* Job 1
Answer these questions from the essay on the No Wedding No Womb event.
(a) What is the title of the book in which Candice M. Jenkins writes about "the salvific wish"?
(b) What did dozens of bloggers write essays lamenting as part of the No Wedding No Womb event?
(c) According to what Monica said on the podcast, what is "culture"?
* Job 2
Extend the essay on the No Wedding No Womb event, picking up after its final sentence.

* Reading passage
[start]
In her book, Private Lives, Proper Relations: Regulating Black Intimacy, Candice M. Jenkins writes extensively about “the salvific wish,” — “a desire to protect African American culture and persons against pathologizing stereotypes of sexuality and domesticity… a concern with heteronormative propriety that has dominated the black cultural imaginary and representations of black middle-class life in the twentieth century.” We see this play out all the time. Consider how often the Huxtables are invoked as templates of an idealized black family, or how Obama’s election kicked off a wave of commentary about how the First Family might prompt more people to marry the parents of their children.
The No Wedding No Womb event, in which dozens of bloggers wrote essays lamenting the high number of black children born out of wedlock, is just the latest example of such. Because there are so many different writers involved, it’s hard to really summarize all of the nuance. But the official website is heavy on assertion — there are lots of suggestions that x has led directly to y as if those things are self-evidently true — a lot of which sounds unsettlingly like David Banner‘s notorious quip that positive societal change was predicated on black women closing their legs.
There are reasons besides the push’s barely masked antifeminism to be ambivalent about this whole endeavor. The movement has the stunty feel of holding funerals for “nigger” or stomping on hip-hop CDs (‘member those?) with explicit lyrics; it’s taken a tricky issue and reduced it to a bunch of folks being showily indignant. As with those media events, the organizers seem to believe that they’re forcing folks to have important but uncomfortable discussions about some pressing social issue. (Let’s leave aside for a moment the fact that these things always spark soul-crushingly stupid discussions.) As Monica said on the podcast a few weeks ago, “culture” is a complex system of responses to a certain environment, of which personal choice is only a part. You can’t really change broad social trends by appealing to people’s feelings; you have to actually change the conditions that inform the calculus by which people make the decisions they make. It’s annoying to have to even say this, but keeping black men out of jail or bringing up high school graduation rates or whatever might actually require more complex solutions than getting enough people to wag their fingers really, really hard.
[end]
(Excerpts from point annotation data)
[start]
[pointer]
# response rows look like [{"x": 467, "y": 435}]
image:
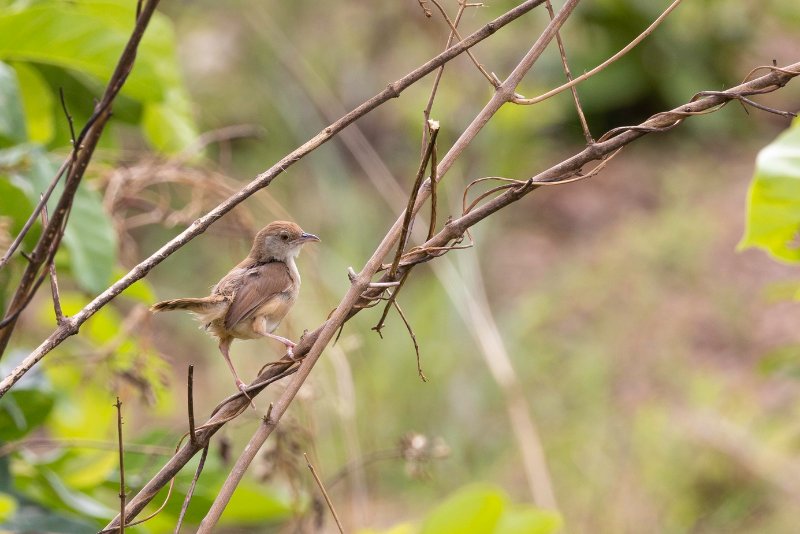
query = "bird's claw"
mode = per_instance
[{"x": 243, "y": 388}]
[end]
* Expected answer 1
(a) Private Lives, Proper Relations: Regulating Black Intimacy
(b) The high number of black children born out of wedlock
(c) A complex system of responses to a certain environment, of which personal choice is only a part

* Expected answer 2
One last point before I return to blogging silence. We should lament that these conversations are always framed as conversations about “black issues.” Every trend that disproportionately affects black folks in the aggregate does not affect all black folks everywhere, nor does it play out in the lives of all the affected black folks in the same ways. I’m not interested in being the arbiter of who gets to weigh in on which conversations, but it’s worth remembering that growing up in a two-parent, middle class Seattle home doesn’t mean that a person’s Negritude grants some special insight about the forces that shape the lives of folks who live in the projects of East New York.
Note: The organizer of the NWNW event ran this entire post on her website without my permission. When confronted about the reproduction (via Twitter, since I could not find another way to get in touch with her), she responded that this post contained the NWNW logo, and that by using it here I was effectively doing the same thing. She didn’t see the difference between a logo meant for dissemination throughout the blogosphere and wholesale reproduction of someone else’s work. She has since modified the post on her site, although she has also deleted her part of the Twitter exchange.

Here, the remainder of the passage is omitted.